At check-in the US Airways agent told me that all of the earlier flight were full, so I was resigned to just sit for a couple of hours and catch up my blog notes from the weekend.
However, when I got to the gate, I went to the agent there, and asked if it was worth getting on standby, and he said, "Sure, why not?" and then he took so long to do it that I was starting to get annoyed.
However, when he'd finished he said, "I've done three things for you:
- I've put you on standby for this 5:50 flight to Philly.
- I've put you on standby for the 8:30 flight out of Philly, because that one's full, too.
- I've booked you on our 6:10 flight out of here, which goes through DC, but you can get all the way home that way, and arrive an hour before your originally scheduled arrival time of 12:02."
To make along story short—and you know I could very well make it long—I ended up clearing standby on both flights and getting home at 10:00.

→ REQUIRED ACTIONS
[1] In the airport account, what time did the narrator finally get home?
[2] Carry on the airport account from the point where it stops.
The items were taken from a different source than the airport account.

Dataset items:
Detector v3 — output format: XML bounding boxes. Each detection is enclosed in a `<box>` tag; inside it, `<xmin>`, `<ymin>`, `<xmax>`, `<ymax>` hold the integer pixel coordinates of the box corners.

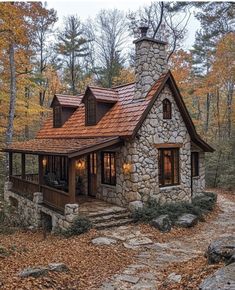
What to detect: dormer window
<box><xmin>162</xmin><ymin>99</ymin><xmax>171</xmax><ymax>119</ymax></box>
<box><xmin>53</xmin><ymin>106</ymin><xmax>62</xmax><ymax>128</ymax></box>
<box><xmin>86</xmin><ymin>96</ymin><xmax>96</xmax><ymax>125</ymax></box>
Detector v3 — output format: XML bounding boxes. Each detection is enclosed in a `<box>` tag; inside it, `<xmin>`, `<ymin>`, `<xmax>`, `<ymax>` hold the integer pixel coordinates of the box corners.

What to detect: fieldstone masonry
<box><xmin>4</xmin><ymin>182</ymin><xmax>79</xmax><ymax>232</ymax></box>
<box><xmin>134</xmin><ymin>37</ymin><xmax>167</xmax><ymax>100</ymax></box>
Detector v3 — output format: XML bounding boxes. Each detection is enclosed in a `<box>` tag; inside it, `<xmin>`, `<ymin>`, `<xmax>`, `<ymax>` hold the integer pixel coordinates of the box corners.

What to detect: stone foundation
<box><xmin>4</xmin><ymin>182</ymin><xmax>79</xmax><ymax>232</ymax></box>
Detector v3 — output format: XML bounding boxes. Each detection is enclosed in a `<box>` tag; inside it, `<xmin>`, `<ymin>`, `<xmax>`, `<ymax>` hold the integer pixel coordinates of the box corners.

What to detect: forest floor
<box><xmin>0</xmin><ymin>191</ymin><xmax>235</xmax><ymax>290</ymax></box>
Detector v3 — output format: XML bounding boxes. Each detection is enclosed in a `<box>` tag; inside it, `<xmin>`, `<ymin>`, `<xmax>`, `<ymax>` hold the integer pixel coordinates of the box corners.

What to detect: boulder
<box><xmin>227</xmin><ymin>254</ymin><xmax>235</xmax><ymax>265</ymax></box>
<box><xmin>199</xmin><ymin>263</ymin><xmax>235</xmax><ymax>290</ymax></box>
<box><xmin>205</xmin><ymin>236</ymin><xmax>235</xmax><ymax>264</ymax></box>
<box><xmin>175</xmin><ymin>213</ymin><xmax>198</xmax><ymax>228</ymax></box>
<box><xmin>48</xmin><ymin>263</ymin><xmax>69</xmax><ymax>272</ymax></box>
<box><xmin>18</xmin><ymin>267</ymin><xmax>48</xmax><ymax>278</ymax></box>
<box><xmin>123</xmin><ymin>236</ymin><xmax>153</xmax><ymax>249</ymax></box>
<box><xmin>129</xmin><ymin>200</ymin><xmax>143</xmax><ymax>212</ymax></box>
<box><xmin>151</xmin><ymin>214</ymin><xmax>171</xmax><ymax>232</ymax></box>
<box><xmin>166</xmin><ymin>272</ymin><xmax>182</xmax><ymax>283</ymax></box>
<box><xmin>91</xmin><ymin>237</ymin><xmax>117</xmax><ymax>246</ymax></box>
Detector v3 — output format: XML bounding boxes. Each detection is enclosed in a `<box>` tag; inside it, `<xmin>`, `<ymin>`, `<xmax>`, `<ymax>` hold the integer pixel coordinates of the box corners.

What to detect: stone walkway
<box><xmin>97</xmin><ymin>196</ymin><xmax>235</xmax><ymax>290</ymax></box>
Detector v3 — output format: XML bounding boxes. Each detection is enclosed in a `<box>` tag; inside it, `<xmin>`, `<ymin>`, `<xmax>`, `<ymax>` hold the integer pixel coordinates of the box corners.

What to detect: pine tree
<box><xmin>56</xmin><ymin>16</ymin><xmax>88</xmax><ymax>94</ymax></box>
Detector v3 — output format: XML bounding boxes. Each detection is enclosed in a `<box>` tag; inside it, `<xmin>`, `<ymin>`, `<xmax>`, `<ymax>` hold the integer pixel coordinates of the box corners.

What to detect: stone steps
<box><xmin>94</xmin><ymin>218</ymin><xmax>133</xmax><ymax>230</ymax></box>
<box><xmin>88</xmin><ymin>209</ymin><xmax>132</xmax><ymax>229</ymax></box>
<box><xmin>90</xmin><ymin>212</ymin><xmax>130</xmax><ymax>224</ymax></box>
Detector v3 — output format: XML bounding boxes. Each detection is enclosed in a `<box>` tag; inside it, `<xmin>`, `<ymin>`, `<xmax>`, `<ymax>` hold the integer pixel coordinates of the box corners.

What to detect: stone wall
<box><xmin>193</xmin><ymin>150</ymin><xmax>206</xmax><ymax>196</ymax></box>
<box><xmin>135</xmin><ymin>37</ymin><xmax>167</xmax><ymax>99</ymax></box>
<box><xmin>97</xmin><ymin>86</ymin><xmax>195</xmax><ymax>206</ymax></box>
<box><xmin>4</xmin><ymin>182</ymin><xmax>78</xmax><ymax>232</ymax></box>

→ ANSWER SET
[1] The narrator got home at 10:00.

[2]
On the Providence to Philly leg, I sat next to the hottest guy. We started talking only at the end of the flight. He was a 20-year Navy veteran—for which I thanked him for his service—and he knew a lot about planes. At one point, he was describing something technical about planes with his hands up, and I was looking at his hairy, muscular forearms and all that was going on in my mind was, "Blah, blah, blah... I just want to lick you..."
Oh, and I do have to say a few things about the clusterf*ck that occurred getting on that Philly-to-Raleigh flight. OMG. The agent working there was such a mess.
She waited to call the standby people until the very last minute, at which time people were yelling at her, and she was yelling, "Just get on the plane, it's gonna leave."
There were two couples who were on standby from a flight they'd missed the previous day (and it's 8:30 at night now, mind you), so they were first on the standby list and got called.
Then she called me and another person, and as I was walking up there, there was a couple nearby yelling, "Hey! We're supposed to be #6 and #7 on the list!"
Then the agent said, "Williamson, I need you to wait. Don't board yet."
I grabbed my boarding pass as fast as I could amongst the chaos and headed down the jet way. Right when I got to my seat, one of the other people she had let on was starting to get in my seat, and I said, "Excuse me, that's my seat."
"Oh? That's yours? Okay." She didn't have a boarding pass, and I heard someone ask her about it, and she said, "She didn't give me one." I plopped my ass in that seat as fast as I could hoping there was some truth to that old adage about possession being 9/10ths of the law.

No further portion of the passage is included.